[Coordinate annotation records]
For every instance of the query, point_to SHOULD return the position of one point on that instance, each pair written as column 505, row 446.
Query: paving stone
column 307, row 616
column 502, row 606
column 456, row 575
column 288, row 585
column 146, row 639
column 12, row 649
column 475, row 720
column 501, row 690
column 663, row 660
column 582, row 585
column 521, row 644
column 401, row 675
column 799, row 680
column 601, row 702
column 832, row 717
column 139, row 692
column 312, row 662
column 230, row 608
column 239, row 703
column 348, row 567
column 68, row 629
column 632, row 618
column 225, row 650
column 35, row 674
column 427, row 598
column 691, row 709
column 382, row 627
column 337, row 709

◆ **Task objective**
Can you copy these lines out again word for word, every one of them?

◆ **Task solution**
For every instance of the query, point_to SHOULD return the position of one point on that instance, each pair written as column 505, row 446.
Query: paving stone
column 307, row 616
column 502, row 606
column 456, row 575
column 288, row 585
column 146, row 639
column 12, row 649
column 475, row 720
column 501, row 690
column 663, row 660
column 582, row 585
column 521, row 644
column 401, row 675
column 799, row 680
column 601, row 702
column 832, row 717
column 139, row 692
column 312, row 662
column 230, row 608
column 239, row 703
column 348, row 567
column 68, row 629
column 632, row 618
column 225, row 650
column 35, row 674
column 427, row 598
column 691, row 709
column 382, row 627
column 337, row 709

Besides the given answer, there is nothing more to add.